So it's that time of year again.

That time when Sainted Child goes off to participate in the national academic games competition, leaving me all alone. And out of my mind.

Recently, the LSH and I saw a commercial for a mobile phone, featuring a mother and daughter sobbing hysterically because the daughter was moving into her own apartment. All their worries and troubles were magically solved through the power of having a really fancy phone, presumably so they could sob together even when they weren't in the same room.

"That would be me and Sainted Child," I told him.

He snorted. "Maybe you, but not her. She's too sensible."

But I bought a mobile phone for her, so the commercial worked. I explained to the LSH, not only could she send me photographs while she was at the competition - almost like being there! - but we could talk and text. He just sighed and signed us up for unlimited texting. I also found an application that allowed me to track her phone by GPS. She was of the opinion that this was "creeper behavior," and I was of the opinion that I purchased the phone and paid for the plan, so I could be a creeper if I wanted.

"I'll be OK, Momma," she lectured. "I went last year, and nothing happened."

"What if the bus accidentally drives off a cliff?"

"That won't happen."

"Will you call me?"

▸ **Provided information**
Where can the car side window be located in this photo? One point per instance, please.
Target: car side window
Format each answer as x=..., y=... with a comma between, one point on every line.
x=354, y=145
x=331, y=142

▸ **Required actions**
1: In the excerpt about the academic games competition, what did the LSH sign them up for after the narrator bought the phone?
2: List each way of using Sainted Child's new mobile phone that the narrator mentions in the excerpt about the academic games competition.

▸ **Worked solutions**
1: Unlimited texting.

2:
- Sending the narrator photographs while at the competition
- Talking
- Texting
- Tracking the phone by GPS through an application